Tâche donnée a:
Recopiez à l'identique toutes les lignes des enregistrements placés après l'extrait du document, en omettant les images.

▬▬▬▬▬▬▬▬▬▬

Entre la réserve de liquidation et le dividende à taux réduit (15% et 20%) (dividende dit VVPRBIS) que choisir ?
Vers quel système (réserve de liquidation ou VVPRBIS) notre cœur doit-il balancer ?
En réalité, tout dépendra de la situation propre à chaque société et à chaque associé ou actionnaire.
Certes, le délai d’attente n’est que de trois ans pour le régime VVPRBIS, alors qu’il est de 5 ans dans celui de la réserve de liquidation. Ce qui a priori donne un avantage immédiatement perceptible pour le VVPRBIS. Toutefois, si la société doit être liquidée très rapidement, ce délai de 5 ans ne jouera pas et la réserve de liquidation est à privilégier. Le cardiologue ou l’avocat de 60 ans qui n’a pas rapidement besoin de liquidités et perçoit des honoraires élevés du fait de son expérience et sa réputation, peut parfaitement mettre tout son bénéfice dans une réserve de liquidation et sortir la réserve de liquidation avec une taxation de 10%, ce qui lui garantira un gain fiscal appréciable.
L’impact en termes de trésorerie doit aussi être pris en compte puisque le précompte mobilier sera payé par l’actionnaire dans le cadre du régime VVPRBIS, alors que dans le régime de la réserve de liquidation, c’est la société qui paie la cotisation anticipative de 10 %. En a-t-elle les moyens, car cette cotisation s’ajoute aux versements anticipés déjà payés ?
Un dividende payé dans la cadre du régime VVPRBIS ne réduira pas le bénéfice à affecter pour la période imposable, tandis que le paiement de la cotisation de 10 % par la société diminuera à due concurrence son bénéfice.
Il sera aussi pris en compte le désir ou non de rester associé dans l’entreprise pour une certaine durée : puisque le régime du dividende VVPRBIS est perdu dès qu’il y a changement d’actionnaire, ce qui n’est pas le cas dans le cadre de la réserve de liquidation, mieux vaut s’assurer au préalable de la durée estimée de détention de sa participation dans le capital de la société et de son implication dans l’entreprise.
On n’oubliera pas non plus que le régime VVPRBIS suppose une création ou une injection d’apport en numéraire qui doit être postérieure au 1er juillet 2013.
Un aspect purement financier doit aussi être intégré : grâce au régime de la réserve de liquidation, on fait une économie de 1,36 % par rapport au 15 % de précompte mobilier dans le régime VVPR bis. En, effet, le taux effectif de précompte de 13,64 % (100/110 x 15%) dans le régime de réserve de liquidation, mais la distribution effective des montants nets ne peut avoir lieu que dans 5 ans. En contrepartie, en payant immédiatement les 10%, on se prive d’un placement possible sur ces sommes et on consent un prêt sans intérêts de 5 ans à l’État en échange de 1,36 % d’économies (ce qui avouons-le ne se fait jamais avec plaisir). Comme disait Franc-Nohain, « Qui donne aux pauvres prête à Dieu ; qui donne au fisc prête à rire »

▬▬▬▬▬▬▬▬▬▬

Tâche donnée b:
Répondez aux questions suivantes sur l'extrait du document consacré à la réserve de liquidation et au régime VVPRBIS :
(i) Quel est le délai d'attente prévu pour le régime VVPRBIS ?
(ii) Dans le régime de la réserve de liquidation, qui paie la cotisation anticipative de 10 % ?
(iii) À quelle date l'apport en numéraire exigé par le régime VVPRBIS doit-il être postérieur ?

Données enregistrées:
▬▬▬▬▬▬▬▬▬▬

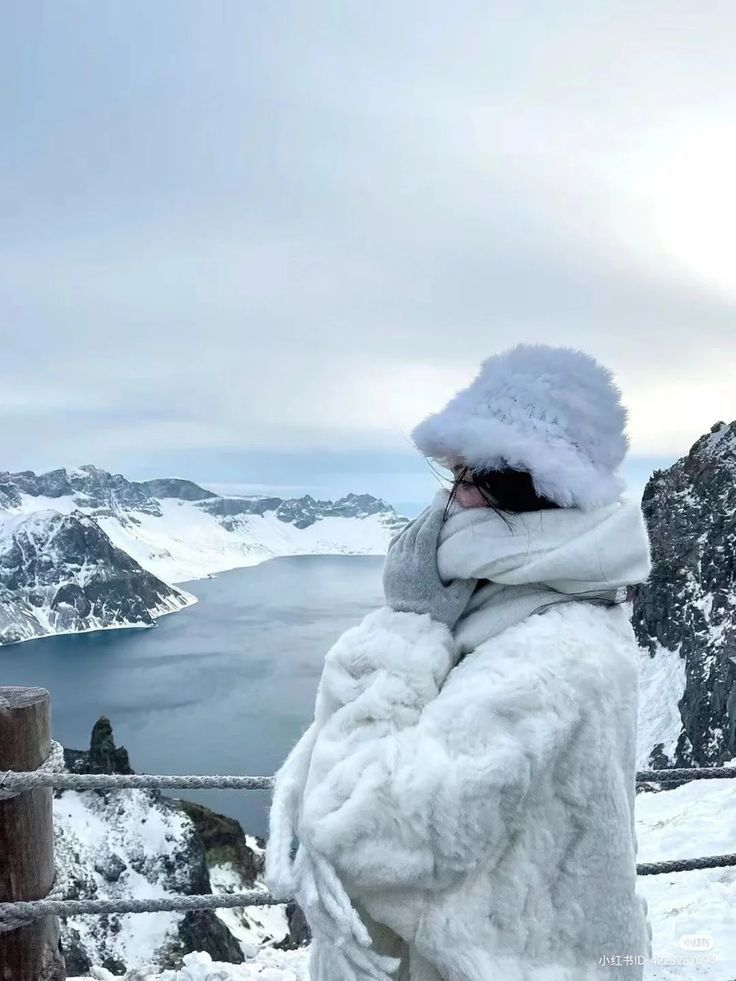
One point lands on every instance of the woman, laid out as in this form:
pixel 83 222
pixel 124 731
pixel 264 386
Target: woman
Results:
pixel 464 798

▬▬▬▬▬▬▬▬▬▬

Réponse complète a:
One point lands on every instance of the woman, laid out as in this form:
pixel 83 222
pixel 124 731
pixel 264 386
Target: woman
Results:
pixel 464 798

Réponse complète b:
(i) Le délai d'attente est de trois ans.
(ii) C'est la société qui paie la cotisation anticipative de 10 %.
(iii) L'apport doit être postérieur au 1er juillet 2013.